▶ [Problem] Can you give all the records again without altering a single character?

▶ [Available data]
-=-=-=-=-

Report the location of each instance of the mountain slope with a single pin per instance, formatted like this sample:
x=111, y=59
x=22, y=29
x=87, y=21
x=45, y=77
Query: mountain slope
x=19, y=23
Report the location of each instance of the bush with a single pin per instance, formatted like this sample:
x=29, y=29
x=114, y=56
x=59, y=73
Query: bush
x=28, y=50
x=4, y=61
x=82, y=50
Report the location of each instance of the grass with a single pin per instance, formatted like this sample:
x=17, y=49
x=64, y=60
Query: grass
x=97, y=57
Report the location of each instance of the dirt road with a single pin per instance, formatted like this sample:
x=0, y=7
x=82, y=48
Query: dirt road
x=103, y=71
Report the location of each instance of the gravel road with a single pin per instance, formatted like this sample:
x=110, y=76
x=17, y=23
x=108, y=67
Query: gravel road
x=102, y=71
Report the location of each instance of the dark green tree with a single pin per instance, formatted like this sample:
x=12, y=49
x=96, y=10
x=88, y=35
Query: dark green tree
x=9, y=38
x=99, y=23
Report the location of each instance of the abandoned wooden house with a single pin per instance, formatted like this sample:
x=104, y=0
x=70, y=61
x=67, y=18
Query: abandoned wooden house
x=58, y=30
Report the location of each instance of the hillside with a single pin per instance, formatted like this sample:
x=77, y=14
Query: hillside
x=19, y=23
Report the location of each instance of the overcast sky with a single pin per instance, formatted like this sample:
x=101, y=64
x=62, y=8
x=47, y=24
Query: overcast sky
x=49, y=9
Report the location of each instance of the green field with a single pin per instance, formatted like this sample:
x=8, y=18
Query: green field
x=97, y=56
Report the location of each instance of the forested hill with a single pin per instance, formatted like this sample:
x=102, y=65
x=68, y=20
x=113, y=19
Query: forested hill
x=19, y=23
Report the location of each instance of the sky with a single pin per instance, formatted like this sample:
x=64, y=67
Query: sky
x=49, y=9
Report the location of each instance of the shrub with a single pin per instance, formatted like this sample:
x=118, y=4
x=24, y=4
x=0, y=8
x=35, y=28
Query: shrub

-=-=-=-=-

▶ [Result of the exercise]
Report the location of each instance of the mountain slope with a single pin per instance, formatted like this sample:
x=111, y=59
x=22, y=29
x=87, y=21
x=45, y=77
Query: mountain slope
x=19, y=23
Report the location of each instance of the bush with a single pin per instance, formatted like this sample:
x=29, y=29
x=114, y=56
x=59, y=73
Query: bush
x=28, y=50
x=4, y=61
x=82, y=50
Report the location of each instance of the grass with a single pin per instance, formatted like this sample:
x=17, y=49
x=64, y=60
Query: grass
x=97, y=57
Report the location of each instance of the dirt road with a single pin per instance, formatted like this sample:
x=0, y=7
x=82, y=48
Query: dirt road
x=103, y=71
Report the location of each instance of the gravel road with a single pin per instance, formatted like this sample:
x=110, y=76
x=17, y=23
x=108, y=67
Query: gravel road
x=102, y=71
Report the location of each instance of the dark green tree with a single pin per instance, formatted like this sample:
x=12, y=49
x=96, y=10
x=88, y=35
Query: dark green tree
x=9, y=38
x=99, y=23
Report the location of each instance of the abandoned wooden house with a single pin per instance, formatted like this sample:
x=104, y=0
x=70, y=61
x=67, y=18
Query: abandoned wooden house
x=58, y=30
Report the location of each instance of the hillside with a single pin per instance, formatted like this sample:
x=77, y=14
Query: hillside
x=19, y=23
Report the location of each instance of the overcast sky with a single pin per instance, formatted like this sample:
x=101, y=64
x=62, y=8
x=47, y=24
Query: overcast sky
x=49, y=9
Report the location of each instance of the green field with a single pin per instance, formatted like this sample:
x=8, y=18
Query: green field
x=97, y=56
Report the location of each instance of the forested hill with a single pin per instance, formatted like this sample:
x=102, y=65
x=68, y=20
x=113, y=19
Query: forested hill
x=19, y=23
Report the location of each instance of the sky with a single pin per instance, formatted like this sample:
x=64, y=67
Query: sky
x=49, y=9
Report the location of each instance of the shrub with a single pin per instance, formatted like this sample:
x=118, y=4
x=24, y=4
x=0, y=8
x=35, y=28
Query: shrub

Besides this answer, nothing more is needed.